**Written instruction:** Can you copy every one of the entries below word for word, with nothing changed?

[Coordinate labeling data]
-- Begin --
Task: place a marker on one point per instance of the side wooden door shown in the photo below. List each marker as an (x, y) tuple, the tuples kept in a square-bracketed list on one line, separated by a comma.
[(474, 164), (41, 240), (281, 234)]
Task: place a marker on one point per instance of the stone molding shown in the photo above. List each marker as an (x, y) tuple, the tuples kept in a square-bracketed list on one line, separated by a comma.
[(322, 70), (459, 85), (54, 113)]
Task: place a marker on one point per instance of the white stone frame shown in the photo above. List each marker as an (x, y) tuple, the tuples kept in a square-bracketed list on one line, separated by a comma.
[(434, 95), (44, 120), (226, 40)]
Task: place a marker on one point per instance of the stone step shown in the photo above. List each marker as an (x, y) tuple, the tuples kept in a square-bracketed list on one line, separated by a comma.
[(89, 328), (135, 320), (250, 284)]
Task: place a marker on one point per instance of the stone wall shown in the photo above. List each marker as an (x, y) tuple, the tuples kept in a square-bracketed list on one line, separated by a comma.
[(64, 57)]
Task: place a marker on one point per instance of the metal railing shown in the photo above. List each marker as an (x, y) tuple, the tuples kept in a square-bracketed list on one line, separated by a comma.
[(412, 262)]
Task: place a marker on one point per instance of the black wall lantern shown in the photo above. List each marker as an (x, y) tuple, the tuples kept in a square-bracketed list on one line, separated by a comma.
-- End --
**Problem solution:**
Task: place a marker on one point per instance of the side wooden door shown in the photo below. List each marker as an (x, y) tuple, the tuples kept in a square-bracketed list on one line, separated by a comma.
[(474, 164), (41, 240), (281, 234)]
Task: place a marker on one point per instance of the stone molding shown in the photo above. List each marker as an (x, y) tuple, the tuples kept in a square-bracketed list on one line, separated by a comma.
[(322, 70), (459, 85), (54, 113)]
Task: place a marker on one point per instance of the white stone frame shown in the photo above. List each marker as an (x, y) tuple, the tuples kept in a square-bracketed list on one line, separated by a comma.
[(434, 95), (44, 120), (226, 40)]
Task: place a marker on one point per instance of the stone step shown in the photo above. List each marker as an (x, y) tuple, the tuples kept in a square-bracketed list on one line, separated by a comma.
[(89, 328), (135, 320), (250, 284)]
Task: place a marker on one point per instance of the stone wall shown in the photo above. List each marker as an (x, y) tuple, the tuples kept in a square-bracketed list on one line, separated by a comma.
[(64, 57)]
Task: place a marker on one point per instance of the metal railing shown in the photo above. List each marker as an (x, y) tuple, the tuples kept in a square-bracketed list on one line, separated by a comma.
[(412, 262)]
Task: place a marker on one point per instance of the black wall lantern shown in the photo above. List each marker as an (x, y) tuple, the tuples kept in a square-bracketed list on one line, separated by a comma.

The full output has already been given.